WHAT THIS TASK INVOLVES: Return the lines below exactly, starting with the line that contains "the gray beard" and stopping after the last line.

DATA SUPPLIED:
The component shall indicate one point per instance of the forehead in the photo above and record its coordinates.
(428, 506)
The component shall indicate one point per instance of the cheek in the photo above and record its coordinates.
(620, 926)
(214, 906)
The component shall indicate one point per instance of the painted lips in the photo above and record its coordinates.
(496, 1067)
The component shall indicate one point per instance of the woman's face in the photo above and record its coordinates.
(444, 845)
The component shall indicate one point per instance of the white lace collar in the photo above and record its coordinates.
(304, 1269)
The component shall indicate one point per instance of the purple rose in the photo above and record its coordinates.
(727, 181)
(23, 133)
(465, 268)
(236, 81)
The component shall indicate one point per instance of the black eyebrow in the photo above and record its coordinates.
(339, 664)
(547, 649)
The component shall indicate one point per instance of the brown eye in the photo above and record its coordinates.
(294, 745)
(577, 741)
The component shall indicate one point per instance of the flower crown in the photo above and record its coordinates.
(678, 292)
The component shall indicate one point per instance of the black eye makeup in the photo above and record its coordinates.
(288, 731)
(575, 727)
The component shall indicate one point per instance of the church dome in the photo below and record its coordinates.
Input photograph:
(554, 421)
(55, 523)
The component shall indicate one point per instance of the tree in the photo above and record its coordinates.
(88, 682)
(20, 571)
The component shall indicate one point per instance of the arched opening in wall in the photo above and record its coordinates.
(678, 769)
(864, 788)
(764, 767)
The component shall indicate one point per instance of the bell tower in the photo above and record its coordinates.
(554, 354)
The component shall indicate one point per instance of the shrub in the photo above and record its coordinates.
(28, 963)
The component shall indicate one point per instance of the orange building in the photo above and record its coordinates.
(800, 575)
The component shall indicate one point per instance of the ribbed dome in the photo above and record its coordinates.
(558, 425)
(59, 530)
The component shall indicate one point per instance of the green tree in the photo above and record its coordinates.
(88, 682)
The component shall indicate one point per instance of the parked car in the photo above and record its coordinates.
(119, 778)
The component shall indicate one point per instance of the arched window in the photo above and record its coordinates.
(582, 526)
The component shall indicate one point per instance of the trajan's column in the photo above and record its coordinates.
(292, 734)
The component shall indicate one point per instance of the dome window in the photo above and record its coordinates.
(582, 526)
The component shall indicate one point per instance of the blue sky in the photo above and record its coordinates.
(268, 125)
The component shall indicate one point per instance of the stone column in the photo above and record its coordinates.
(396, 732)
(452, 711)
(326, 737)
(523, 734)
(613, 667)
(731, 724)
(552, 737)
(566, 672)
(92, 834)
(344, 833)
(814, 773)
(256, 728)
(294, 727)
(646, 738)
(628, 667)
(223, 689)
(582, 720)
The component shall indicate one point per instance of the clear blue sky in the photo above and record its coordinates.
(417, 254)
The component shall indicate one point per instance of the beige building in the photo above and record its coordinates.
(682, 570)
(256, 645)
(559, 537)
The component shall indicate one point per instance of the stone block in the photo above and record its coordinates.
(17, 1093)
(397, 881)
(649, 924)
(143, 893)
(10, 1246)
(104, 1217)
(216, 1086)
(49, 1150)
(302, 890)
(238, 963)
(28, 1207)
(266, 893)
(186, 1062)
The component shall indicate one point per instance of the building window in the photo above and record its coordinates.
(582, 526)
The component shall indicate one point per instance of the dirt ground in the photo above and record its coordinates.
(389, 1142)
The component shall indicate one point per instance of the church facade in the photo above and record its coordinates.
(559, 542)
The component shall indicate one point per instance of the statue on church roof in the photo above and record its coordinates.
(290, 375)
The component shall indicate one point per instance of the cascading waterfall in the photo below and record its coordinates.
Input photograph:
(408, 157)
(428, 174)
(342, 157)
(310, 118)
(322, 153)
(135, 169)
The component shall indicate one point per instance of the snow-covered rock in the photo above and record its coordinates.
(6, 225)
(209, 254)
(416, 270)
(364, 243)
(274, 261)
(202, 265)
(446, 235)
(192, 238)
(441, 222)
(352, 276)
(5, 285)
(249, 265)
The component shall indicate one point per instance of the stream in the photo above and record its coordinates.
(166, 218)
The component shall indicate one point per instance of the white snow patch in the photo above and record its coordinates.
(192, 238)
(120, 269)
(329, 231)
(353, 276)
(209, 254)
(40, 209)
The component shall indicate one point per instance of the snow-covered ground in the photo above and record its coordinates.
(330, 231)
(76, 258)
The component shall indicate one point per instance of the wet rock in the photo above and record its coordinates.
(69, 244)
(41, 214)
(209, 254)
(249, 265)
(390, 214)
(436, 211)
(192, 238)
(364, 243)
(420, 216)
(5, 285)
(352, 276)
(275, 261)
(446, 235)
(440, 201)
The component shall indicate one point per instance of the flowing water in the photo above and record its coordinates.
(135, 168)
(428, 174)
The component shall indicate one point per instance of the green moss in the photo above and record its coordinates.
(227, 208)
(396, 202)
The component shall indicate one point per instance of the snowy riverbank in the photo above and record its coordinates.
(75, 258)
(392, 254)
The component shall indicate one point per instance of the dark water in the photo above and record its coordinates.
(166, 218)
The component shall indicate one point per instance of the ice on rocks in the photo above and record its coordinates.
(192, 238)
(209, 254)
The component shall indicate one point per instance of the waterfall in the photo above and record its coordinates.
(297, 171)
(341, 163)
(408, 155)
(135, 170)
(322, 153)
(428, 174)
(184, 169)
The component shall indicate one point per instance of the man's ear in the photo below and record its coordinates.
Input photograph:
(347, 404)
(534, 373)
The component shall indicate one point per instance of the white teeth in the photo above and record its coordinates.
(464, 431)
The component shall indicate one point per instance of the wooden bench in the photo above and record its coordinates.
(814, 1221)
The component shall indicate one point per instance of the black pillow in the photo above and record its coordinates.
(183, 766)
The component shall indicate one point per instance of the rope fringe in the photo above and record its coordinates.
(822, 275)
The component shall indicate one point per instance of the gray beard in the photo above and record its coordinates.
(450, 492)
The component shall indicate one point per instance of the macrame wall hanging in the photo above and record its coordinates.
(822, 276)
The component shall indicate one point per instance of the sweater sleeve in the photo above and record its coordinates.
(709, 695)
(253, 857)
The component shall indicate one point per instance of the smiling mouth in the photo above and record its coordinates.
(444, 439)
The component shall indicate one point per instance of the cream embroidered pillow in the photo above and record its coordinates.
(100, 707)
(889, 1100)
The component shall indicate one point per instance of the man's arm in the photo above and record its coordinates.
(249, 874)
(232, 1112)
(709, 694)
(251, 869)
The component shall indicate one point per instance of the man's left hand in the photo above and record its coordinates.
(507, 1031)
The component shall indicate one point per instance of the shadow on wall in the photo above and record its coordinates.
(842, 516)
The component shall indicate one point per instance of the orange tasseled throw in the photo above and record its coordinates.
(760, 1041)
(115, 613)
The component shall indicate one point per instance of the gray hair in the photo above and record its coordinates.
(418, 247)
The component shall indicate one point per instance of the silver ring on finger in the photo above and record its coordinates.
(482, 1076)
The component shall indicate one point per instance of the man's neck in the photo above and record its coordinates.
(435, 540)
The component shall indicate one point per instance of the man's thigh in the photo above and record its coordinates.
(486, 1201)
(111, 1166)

ANSWER TO THE PROBLEM:
The component shall indicate one point per instance of the gray beard in the photo above and record its coordinates.
(450, 492)
The component shall indicate one point per instance of the macrame wall hanging in the photo above and record its coordinates.
(822, 276)
The component shall indicate one point per instance of the sweater sleeve in the photo above and record its coordinates.
(709, 695)
(253, 857)
The component shall indicate one point per instance of the smiling mouth in the photo above and record its coordinates.
(444, 439)
The component shall indicate one point per instance of the cream embroidered pillow in the photo above and record its coordinates.
(100, 707)
(889, 1100)
The component shall indicate one point per instance of the man's arm in the photo above and record its coordinates.
(249, 874)
(232, 1112)
(709, 694)
(251, 869)
The component shall indicate one point per instance of the man's left hand in the photo above and record its coordinates.
(507, 1031)
The component shall indicate one point per instance of the shadow on wall in the photo above and record its coordinates.
(842, 516)
The component shall indicate one point per instance of the orange tasseled throw in the photo above and record its coordinates.
(760, 1041)
(115, 613)
The component shall indicate one point per instance of the gray hair in the photo above and record its coordinates.
(418, 247)
The component shall indicate one point per instance of the silver ring on finger in the photo above and record its coordinates.
(482, 1076)
The component shall indicate one point per instance of the man's neck in the photo above and record its coordinates.
(435, 540)
The component shall indicate one point per instance of the man's thigh in the photo above and record its coordinates.
(486, 1201)
(111, 1166)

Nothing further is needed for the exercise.